> [EXCERPTED PASSAGE]
_ _ _ _ _ _ _

Roald Dahl’s books have sold over 90 million copies worldwide and still remain popular. However, Dahl once encountered a reader who was severely displeased with his work. On this occasion, he helped his daughter Lucy with her English homework. He wrote a story especially for her, then Lucy copied it out neatly and handed it in. The result? The teacher returned it marked: “C—you could do better.”
D is for Dahl abounds with such interesting facts and was so immensely readable, though lamentably short, that I managed to devour it in about an hour or so. It is clearly written for children and is a hodge-podge of facts, some related to Dahl, his family and friends, some to his children’s books and their characters and objects, some which have no relation to Dahl or his writing. The style is terse and informative, but there is also a postmodern touch which mocks the A-Z format, such as in the first absurd entry ‘Aardvark’. The book features excerpts from little-known writings by Dahl and builds on Dahl’s autobiographies with a quirky overview of the habits and likes of the great man. There is much that is fascinating.
Dahl’s life was filled with larger than life characters, such as Alfhild, Roald Dahl’s eccentric older sister, who drank champagne out of her shoe. He had a guest who was in the habit of lighting his farts at the end of his meal. He was himself invited into the White House as a guest.
The man was also a delightful eccentric himself, much like his older sister. He kept parts of his own body as ornaments on the table in his writing hut. There were parts of his own hip joint and he also kept a glass bottle full of lumps of gristle in a special preserving liquid. He once put his first wife’s coat in the freezer to store it through the summer.
The Dahl that emerges in the book is also the man of invention and creativity. He would mix the strangest ingredients together to create teatime treats for his children, such as delicious bacon and marmalade sandwiches. Then, when he placed the treat on the table, he would nonchalantly say, “This is a secret recipe. A young prince in Dar es Salaam passed it on to me after I saved him from the dreadful grip of a giant python.” Then he would make them promise that they would never tell the recipes to another soul, before sauntering back to his writing hut. Dahl also invented an ingenious method of stretching shoes, to make them more comfortable. If the shoes were too tight, he filled plastic bags with water, put the bags in the shoes and then put the shoes into the freezer. The bags got bigger as ice formed and the shoes s-t-r-e-t-c-h-e-d.

_ _ _ _ _ _ _

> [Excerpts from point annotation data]
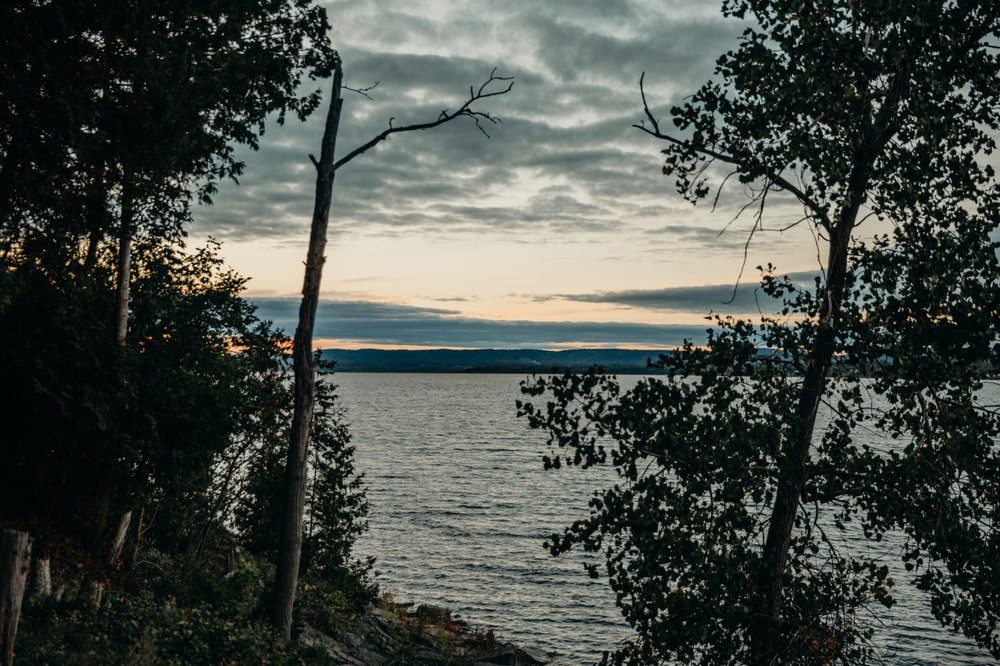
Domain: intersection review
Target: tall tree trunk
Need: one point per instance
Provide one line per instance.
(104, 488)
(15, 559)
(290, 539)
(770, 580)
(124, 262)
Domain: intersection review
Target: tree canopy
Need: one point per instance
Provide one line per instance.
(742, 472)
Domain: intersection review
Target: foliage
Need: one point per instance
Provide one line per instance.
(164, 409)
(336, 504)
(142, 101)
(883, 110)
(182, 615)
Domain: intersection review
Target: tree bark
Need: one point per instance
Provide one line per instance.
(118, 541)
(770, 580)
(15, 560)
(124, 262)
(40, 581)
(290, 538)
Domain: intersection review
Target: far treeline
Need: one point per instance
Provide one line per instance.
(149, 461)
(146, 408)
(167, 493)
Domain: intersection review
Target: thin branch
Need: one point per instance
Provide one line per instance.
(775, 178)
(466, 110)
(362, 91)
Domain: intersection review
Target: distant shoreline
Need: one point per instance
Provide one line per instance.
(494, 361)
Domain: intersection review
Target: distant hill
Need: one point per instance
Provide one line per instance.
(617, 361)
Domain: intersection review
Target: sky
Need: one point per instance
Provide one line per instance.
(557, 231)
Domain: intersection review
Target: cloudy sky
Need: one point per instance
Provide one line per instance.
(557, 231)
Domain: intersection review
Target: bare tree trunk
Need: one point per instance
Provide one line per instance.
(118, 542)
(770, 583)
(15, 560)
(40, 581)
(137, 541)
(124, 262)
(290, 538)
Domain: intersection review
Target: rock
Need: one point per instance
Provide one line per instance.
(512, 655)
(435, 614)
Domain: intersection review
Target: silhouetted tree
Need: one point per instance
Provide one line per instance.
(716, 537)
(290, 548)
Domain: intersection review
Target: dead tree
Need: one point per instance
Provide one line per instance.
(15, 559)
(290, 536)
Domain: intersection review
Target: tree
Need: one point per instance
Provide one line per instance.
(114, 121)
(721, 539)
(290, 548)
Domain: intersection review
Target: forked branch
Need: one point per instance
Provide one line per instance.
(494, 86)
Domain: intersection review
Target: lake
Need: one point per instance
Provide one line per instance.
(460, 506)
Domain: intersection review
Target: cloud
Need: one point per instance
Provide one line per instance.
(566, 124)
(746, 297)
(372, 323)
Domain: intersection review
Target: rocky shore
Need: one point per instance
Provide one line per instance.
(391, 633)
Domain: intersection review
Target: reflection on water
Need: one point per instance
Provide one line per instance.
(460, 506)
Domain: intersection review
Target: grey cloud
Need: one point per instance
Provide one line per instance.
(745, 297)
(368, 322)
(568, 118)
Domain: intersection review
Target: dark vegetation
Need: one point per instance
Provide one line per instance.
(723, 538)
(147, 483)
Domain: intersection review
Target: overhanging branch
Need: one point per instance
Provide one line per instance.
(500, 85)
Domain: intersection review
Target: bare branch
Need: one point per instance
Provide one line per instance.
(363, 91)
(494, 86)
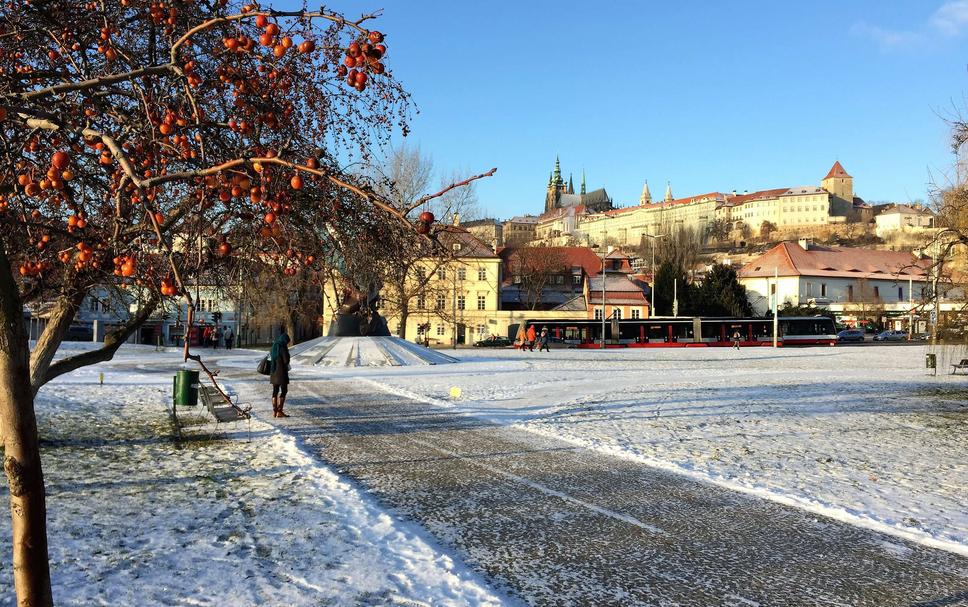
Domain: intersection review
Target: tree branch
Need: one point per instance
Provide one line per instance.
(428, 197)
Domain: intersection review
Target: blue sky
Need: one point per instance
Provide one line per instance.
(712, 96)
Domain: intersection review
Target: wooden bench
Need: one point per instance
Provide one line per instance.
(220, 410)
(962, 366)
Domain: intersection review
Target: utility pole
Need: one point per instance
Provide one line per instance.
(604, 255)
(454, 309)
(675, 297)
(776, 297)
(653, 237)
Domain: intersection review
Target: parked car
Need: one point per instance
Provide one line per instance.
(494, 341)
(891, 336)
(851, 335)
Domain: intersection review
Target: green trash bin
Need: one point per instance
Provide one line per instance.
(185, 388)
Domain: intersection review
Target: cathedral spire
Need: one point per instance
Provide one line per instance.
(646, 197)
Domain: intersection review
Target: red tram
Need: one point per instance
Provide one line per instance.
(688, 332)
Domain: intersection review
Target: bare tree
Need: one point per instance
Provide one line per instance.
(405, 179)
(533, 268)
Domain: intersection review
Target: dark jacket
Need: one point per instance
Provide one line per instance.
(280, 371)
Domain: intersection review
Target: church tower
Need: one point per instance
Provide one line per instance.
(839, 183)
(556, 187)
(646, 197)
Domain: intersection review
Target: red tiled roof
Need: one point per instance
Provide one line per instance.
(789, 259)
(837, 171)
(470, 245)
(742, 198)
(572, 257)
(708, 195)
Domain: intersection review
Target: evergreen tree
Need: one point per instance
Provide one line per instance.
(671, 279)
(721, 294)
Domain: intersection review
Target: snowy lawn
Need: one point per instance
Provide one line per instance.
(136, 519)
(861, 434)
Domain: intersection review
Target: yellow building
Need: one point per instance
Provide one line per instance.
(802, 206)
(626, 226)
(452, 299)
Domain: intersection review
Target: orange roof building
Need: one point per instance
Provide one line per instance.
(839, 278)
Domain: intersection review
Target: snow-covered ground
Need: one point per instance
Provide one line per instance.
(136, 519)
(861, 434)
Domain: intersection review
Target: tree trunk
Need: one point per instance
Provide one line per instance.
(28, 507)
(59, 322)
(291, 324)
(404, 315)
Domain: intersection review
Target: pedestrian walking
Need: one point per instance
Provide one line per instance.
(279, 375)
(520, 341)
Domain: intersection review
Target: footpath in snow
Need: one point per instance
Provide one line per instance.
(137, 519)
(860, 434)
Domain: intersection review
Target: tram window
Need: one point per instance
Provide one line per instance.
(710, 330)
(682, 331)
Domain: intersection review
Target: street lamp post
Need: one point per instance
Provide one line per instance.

_ _ _ _ _ _ _

> [GIVEN PROBLEM 1]
List every person named in the Dahl review.
> [GIVEN PROBLEM 2]
Please show each line of the records that contains the word "dark".
The records have no connection to the Dahl review.

> [TASK SOLUTION 1]
Roald Dahl, Lucy, Alfhild

> [TASK SOLUTION 2]
Target: dark vegetation
Target: dark jacket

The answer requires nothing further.